GOAL ->
Report every line in the data below that contains the word "window", copying each such line in full.

GIVEN INFORMATION ->
════════

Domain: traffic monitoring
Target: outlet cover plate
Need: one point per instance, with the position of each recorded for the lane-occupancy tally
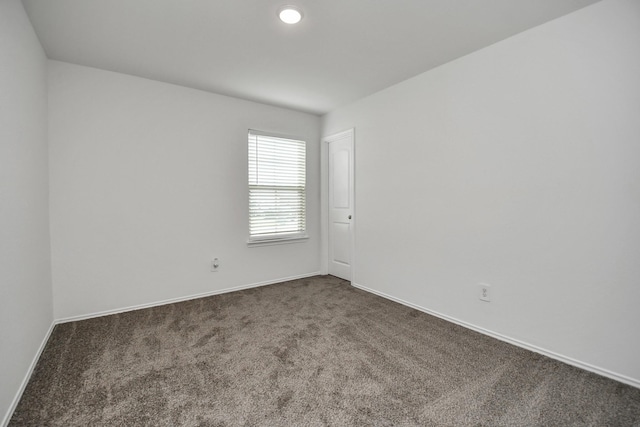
(484, 292)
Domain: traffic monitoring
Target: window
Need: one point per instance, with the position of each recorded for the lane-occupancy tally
(277, 191)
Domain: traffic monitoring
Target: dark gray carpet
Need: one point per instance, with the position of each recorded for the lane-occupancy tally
(307, 352)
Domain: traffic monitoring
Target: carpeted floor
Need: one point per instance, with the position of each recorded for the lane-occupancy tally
(304, 353)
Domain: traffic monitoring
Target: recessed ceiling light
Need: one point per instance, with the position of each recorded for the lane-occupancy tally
(290, 14)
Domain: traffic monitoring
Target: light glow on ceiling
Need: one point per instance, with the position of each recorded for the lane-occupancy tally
(290, 14)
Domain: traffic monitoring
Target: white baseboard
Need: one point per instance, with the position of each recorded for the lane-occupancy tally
(181, 299)
(568, 360)
(27, 377)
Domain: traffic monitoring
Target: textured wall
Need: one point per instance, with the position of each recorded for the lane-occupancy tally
(25, 271)
(517, 166)
(149, 182)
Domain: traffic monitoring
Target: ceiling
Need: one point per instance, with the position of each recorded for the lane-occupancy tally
(342, 50)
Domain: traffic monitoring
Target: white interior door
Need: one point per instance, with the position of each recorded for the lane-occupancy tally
(341, 201)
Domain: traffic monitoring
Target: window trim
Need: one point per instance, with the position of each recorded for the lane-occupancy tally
(272, 239)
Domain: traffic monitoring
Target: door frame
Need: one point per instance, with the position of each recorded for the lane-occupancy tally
(324, 200)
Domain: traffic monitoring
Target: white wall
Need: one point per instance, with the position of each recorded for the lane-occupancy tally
(518, 166)
(149, 182)
(25, 272)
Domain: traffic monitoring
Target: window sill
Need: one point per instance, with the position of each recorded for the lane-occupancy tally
(277, 241)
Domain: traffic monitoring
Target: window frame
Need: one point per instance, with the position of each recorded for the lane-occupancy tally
(275, 238)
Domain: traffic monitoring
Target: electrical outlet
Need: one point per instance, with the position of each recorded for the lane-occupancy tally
(485, 292)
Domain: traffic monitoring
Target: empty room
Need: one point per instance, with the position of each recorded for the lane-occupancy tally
(307, 213)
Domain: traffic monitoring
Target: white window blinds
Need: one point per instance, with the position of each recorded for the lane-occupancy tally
(277, 175)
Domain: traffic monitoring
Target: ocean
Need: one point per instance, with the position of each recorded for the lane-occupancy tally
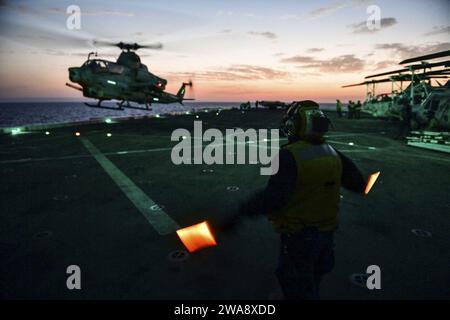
(28, 113)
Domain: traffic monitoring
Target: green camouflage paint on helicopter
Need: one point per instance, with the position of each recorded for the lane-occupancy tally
(127, 80)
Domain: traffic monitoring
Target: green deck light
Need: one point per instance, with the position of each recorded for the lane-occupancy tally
(16, 131)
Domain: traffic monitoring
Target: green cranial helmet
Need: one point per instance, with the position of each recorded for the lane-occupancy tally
(304, 119)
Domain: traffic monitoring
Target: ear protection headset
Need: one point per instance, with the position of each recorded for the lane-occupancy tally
(299, 119)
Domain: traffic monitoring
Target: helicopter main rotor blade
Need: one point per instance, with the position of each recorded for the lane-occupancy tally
(427, 57)
(128, 46)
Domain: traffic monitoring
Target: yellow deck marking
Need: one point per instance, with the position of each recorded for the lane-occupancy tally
(159, 220)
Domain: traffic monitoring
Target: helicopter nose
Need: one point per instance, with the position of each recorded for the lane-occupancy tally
(74, 74)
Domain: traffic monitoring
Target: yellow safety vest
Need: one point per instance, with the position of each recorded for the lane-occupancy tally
(315, 199)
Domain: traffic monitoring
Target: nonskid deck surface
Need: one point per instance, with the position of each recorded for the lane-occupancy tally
(110, 204)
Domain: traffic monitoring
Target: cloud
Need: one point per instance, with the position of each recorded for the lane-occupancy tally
(340, 64)
(315, 50)
(334, 7)
(235, 72)
(362, 26)
(267, 34)
(438, 30)
(403, 51)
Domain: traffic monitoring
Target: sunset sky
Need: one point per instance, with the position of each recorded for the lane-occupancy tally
(232, 50)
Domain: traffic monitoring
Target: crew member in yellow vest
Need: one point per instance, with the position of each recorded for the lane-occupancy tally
(302, 200)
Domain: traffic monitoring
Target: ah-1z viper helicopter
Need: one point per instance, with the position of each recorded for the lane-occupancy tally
(127, 80)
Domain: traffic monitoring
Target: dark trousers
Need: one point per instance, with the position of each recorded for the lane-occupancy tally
(304, 258)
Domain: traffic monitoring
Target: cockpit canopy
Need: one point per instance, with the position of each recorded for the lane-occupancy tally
(101, 66)
(129, 59)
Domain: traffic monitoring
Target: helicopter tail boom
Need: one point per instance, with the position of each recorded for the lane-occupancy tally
(74, 86)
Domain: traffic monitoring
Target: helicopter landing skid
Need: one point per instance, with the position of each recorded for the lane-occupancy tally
(129, 106)
(99, 106)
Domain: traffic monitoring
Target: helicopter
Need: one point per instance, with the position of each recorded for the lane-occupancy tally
(127, 80)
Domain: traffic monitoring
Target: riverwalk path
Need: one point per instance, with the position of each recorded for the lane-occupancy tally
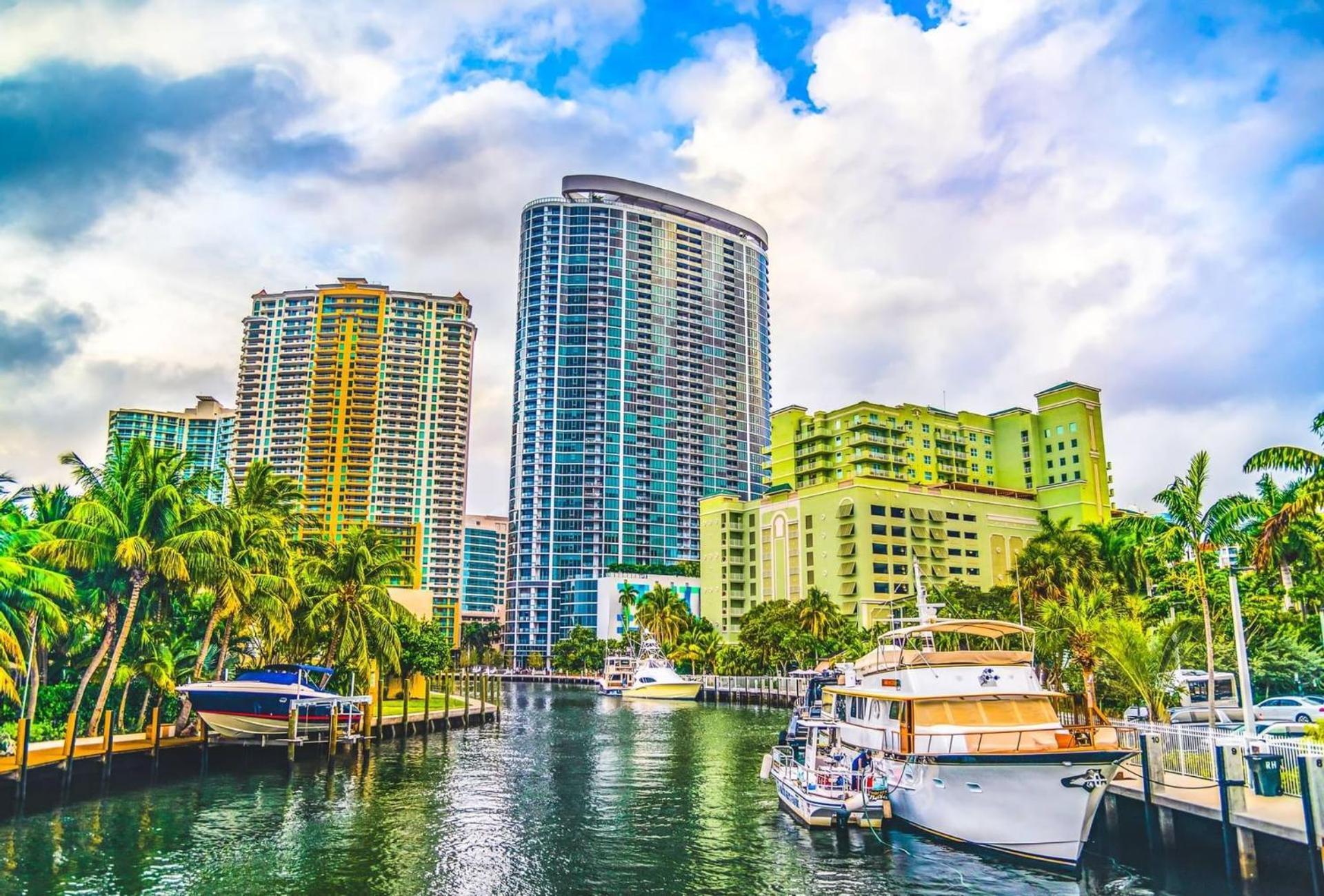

════════

EXERCISE OUTPUT ->
Target: window
Target: window trim
Target: window sill
Target: window frame
Target: white window blinds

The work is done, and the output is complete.